[A run of records]
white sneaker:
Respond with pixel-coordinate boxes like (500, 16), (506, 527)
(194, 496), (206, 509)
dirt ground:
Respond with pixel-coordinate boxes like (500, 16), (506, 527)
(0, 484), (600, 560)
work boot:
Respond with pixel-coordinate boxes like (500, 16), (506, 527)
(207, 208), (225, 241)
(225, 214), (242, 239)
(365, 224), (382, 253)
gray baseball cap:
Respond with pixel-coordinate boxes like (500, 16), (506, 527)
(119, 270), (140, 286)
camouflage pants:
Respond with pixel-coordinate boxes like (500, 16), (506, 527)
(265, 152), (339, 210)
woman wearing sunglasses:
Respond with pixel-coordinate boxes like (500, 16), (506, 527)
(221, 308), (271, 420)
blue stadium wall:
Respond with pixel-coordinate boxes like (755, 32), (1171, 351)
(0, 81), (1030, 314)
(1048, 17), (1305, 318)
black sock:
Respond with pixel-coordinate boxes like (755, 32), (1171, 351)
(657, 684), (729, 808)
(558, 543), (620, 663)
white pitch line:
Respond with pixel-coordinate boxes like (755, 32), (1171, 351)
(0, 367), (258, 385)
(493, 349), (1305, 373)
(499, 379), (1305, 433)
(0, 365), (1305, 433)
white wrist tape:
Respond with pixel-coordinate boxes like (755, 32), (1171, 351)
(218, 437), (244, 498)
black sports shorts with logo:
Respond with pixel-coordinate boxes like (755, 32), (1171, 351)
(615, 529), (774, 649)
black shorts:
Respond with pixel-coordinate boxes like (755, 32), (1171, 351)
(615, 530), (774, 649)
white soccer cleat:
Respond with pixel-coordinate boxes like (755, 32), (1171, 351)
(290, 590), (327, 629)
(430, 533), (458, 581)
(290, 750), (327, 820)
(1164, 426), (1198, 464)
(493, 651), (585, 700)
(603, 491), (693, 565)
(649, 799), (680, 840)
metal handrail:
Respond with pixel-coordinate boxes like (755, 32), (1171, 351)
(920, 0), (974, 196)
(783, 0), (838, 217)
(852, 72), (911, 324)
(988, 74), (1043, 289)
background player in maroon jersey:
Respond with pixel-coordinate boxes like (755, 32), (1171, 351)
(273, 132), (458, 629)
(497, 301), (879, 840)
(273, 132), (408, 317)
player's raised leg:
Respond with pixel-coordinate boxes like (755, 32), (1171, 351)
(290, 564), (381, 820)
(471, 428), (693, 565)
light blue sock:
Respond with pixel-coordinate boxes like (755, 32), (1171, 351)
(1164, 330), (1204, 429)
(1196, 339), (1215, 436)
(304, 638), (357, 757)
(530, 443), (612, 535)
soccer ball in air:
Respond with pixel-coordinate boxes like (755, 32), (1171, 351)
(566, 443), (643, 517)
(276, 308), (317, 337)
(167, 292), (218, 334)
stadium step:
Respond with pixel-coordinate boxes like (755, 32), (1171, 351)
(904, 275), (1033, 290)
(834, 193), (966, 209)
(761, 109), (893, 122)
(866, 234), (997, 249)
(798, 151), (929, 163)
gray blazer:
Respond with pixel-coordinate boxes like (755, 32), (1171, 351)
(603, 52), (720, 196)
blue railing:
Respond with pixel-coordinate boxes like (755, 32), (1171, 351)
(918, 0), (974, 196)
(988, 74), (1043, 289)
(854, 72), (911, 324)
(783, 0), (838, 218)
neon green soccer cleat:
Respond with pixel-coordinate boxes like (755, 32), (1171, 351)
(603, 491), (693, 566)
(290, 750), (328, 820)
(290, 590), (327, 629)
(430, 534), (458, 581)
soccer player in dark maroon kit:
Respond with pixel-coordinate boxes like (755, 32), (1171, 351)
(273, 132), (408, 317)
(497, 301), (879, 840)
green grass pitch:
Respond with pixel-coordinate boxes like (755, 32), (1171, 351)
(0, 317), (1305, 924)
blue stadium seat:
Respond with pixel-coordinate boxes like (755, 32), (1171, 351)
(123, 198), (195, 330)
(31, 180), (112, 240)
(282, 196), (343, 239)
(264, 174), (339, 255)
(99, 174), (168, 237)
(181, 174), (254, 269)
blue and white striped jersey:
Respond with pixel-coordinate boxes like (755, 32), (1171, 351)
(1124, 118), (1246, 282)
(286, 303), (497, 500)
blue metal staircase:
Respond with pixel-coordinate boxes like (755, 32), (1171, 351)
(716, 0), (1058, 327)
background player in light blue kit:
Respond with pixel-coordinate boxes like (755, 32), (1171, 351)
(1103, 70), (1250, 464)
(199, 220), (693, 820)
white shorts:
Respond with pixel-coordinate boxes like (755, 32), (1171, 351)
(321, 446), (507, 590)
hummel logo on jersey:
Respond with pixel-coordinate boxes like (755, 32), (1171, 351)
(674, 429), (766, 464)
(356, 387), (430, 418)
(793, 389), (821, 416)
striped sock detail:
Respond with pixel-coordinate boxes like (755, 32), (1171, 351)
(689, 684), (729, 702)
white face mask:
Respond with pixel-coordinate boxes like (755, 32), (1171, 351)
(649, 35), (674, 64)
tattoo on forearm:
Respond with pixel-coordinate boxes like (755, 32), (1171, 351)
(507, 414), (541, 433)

- [WHAT IS ASKED] Select every line of the records that contains the word "cleat", and copy each one out. Case counts.

- [FINAL RESULT]
white soccer cleat:
neon green soccer cleat:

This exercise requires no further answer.